**Work instructions:** Edit the records below by replacing "purple" with "violet" wherever it occurs. Leave all other text unchanged.

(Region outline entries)
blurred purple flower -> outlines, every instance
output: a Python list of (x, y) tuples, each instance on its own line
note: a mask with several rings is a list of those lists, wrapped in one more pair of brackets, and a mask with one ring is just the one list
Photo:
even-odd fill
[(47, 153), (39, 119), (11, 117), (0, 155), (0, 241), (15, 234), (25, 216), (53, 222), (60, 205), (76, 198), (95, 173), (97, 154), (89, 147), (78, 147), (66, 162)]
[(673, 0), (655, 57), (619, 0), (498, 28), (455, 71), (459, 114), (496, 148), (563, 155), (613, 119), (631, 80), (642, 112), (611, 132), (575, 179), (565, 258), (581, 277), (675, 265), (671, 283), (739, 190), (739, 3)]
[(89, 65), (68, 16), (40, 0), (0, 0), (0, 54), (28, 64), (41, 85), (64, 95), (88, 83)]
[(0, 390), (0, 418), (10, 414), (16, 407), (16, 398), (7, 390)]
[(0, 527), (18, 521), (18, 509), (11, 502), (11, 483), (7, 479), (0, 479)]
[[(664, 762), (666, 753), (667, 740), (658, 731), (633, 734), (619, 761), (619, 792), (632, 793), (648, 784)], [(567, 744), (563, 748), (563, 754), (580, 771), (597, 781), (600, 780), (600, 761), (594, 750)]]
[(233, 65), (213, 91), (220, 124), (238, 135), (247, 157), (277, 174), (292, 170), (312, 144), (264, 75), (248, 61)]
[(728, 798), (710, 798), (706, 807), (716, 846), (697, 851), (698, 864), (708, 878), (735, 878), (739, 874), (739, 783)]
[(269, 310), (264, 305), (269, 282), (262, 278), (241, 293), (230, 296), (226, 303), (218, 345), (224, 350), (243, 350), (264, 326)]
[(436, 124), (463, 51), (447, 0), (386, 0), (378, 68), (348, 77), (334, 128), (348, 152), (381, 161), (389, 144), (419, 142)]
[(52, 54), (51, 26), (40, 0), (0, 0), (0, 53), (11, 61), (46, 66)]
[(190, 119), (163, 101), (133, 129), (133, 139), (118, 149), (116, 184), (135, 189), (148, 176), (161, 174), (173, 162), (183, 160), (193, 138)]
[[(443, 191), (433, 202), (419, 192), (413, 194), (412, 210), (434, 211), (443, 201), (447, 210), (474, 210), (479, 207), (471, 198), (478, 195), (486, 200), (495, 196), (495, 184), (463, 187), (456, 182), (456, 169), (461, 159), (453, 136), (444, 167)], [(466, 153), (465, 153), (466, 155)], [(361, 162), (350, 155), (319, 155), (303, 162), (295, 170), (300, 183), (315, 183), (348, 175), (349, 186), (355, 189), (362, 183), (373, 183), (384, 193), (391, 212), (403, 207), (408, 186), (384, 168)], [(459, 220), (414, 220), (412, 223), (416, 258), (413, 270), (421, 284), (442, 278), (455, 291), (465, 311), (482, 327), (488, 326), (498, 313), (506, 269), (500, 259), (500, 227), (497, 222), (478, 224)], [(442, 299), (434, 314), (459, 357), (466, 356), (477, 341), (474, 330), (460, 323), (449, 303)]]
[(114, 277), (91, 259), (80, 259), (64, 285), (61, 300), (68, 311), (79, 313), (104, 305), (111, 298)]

**Exercise solution:**
blurred violet flower -> outlines, every instance
output: a Python list of (x, y) tuples, each instance on its own line
note: a mask with several rings is a list of those lists, wrapped in one more pair of brackets, and a mask with one ring is just the one list
Photo:
even-odd fill
[(47, 153), (39, 119), (11, 117), (0, 155), (0, 241), (15, 234), (25, 216), (53, 222), (60, 205), (76, 198), (95, 173), (97, 154), (89, 147), (78, 147), (66, 162)]
[(673, 0), (655, 57), (619, 0), (498, 28), (455, 71), (459, 114), (496, 148), (563, 155), (613, 119), (631, 80), (642, 112), (611, 132), (575, 179), (565, 258), (581, 277), (675, 265), (671, 283), (739, 190), (739, 3)]
[(89, 65), (68, 16), (40, 0), (0, 0), (0, 54), (28, 64), (41, 85), (64, 95), (88, 83)]
[(0, 390), (0, 418), (10, 414), (16, 407), (16, 398), (7, 390)]
[(0, 527), (18, 521), (18, 509), (11, 502), (11, 483), (7, 479), (0, 479)]
[[(664, 762), (666, 753), (667, 740), (658, 731), (633, 734), (619, 761), (619, 792), (632, 793), (648, 784)], [(567, 744), (563, 748), (563, 754), (580, 771), (597, 781), (600, 780), (600, 761), (594, 750)]]
[(233, 65), (213, 91), (220, 124), (238, 135), (247, 157), (277, 174), (292, 170), (312, 144), (264, 75), (248, 61)]
[(728, 798), (710, 798), (706, 807), (716, 846), (697, 851), (698, 864), (708, 878), (735, 878), (739, 874), (739, 783)]
[(269, 310), (264, 305), (269, 282), (262, 278), (241, 293), (230, 296), (226, 303), (218, 345), (224, 350), (243, 350), (264, 326)]
[(436, 124), (463, 51), (447, 0), (386, 0), (378, 68), (348, 77), (334, 128), (348, 152), (381, 161), (389, 144), (419, 142)]
[(52, 54), (51, 26), (40, 0), (0, 0), (0, 53), (11, 61), (46, 66)]
[(190, 119), (163, 101), (133, 129), (133, 139), (118, 149), (116, 184), (135, 189), (148, 176), (161, 174), (173, 162), (183, 160), (193, 138)]
[[(443, 191), (433, 202), (419, 192), (413, 194), (412, 210), (434, 211), (443, 201), (447, 210), (474, 210), (479, 207), (471, 198), (478, 195), (486, 200), (495, 196), (495, 184), (463, 187), (456, 182), (456, 169), (461, 159), (453, 136), (444, 167)], [(466, 153), (465, 153), (466, 155)], [(361, 162), (350, 155), (319, 155), (303, 162), (295, 170), (300, 183), (315, 183), (348, 175), (349, 186), (355, 189), (362, 183), (373, 183), (384, 193), (391, 212), (403, 207), (408, 186), (384, 168)], [(459, 220), (414, 220), (412, 223), (416, 258), (413, 270), (421, 284), (442, 278), (455, 291), (465, 311), (482, 327), (488, 326), (498, 313), (506, 269), (500, 259), (500, 227), (497, 222), (478, 224)], [(442, 299), (434, 314), (459, 357), (466, 356), (477, 341), (474, 330), (460, 323), (449, 303)]]
[(114, 277), (91, 259), (80, 259), (64, 285), (61, 300), (68, 311), (79, 313), (104, 305), (111, 298)]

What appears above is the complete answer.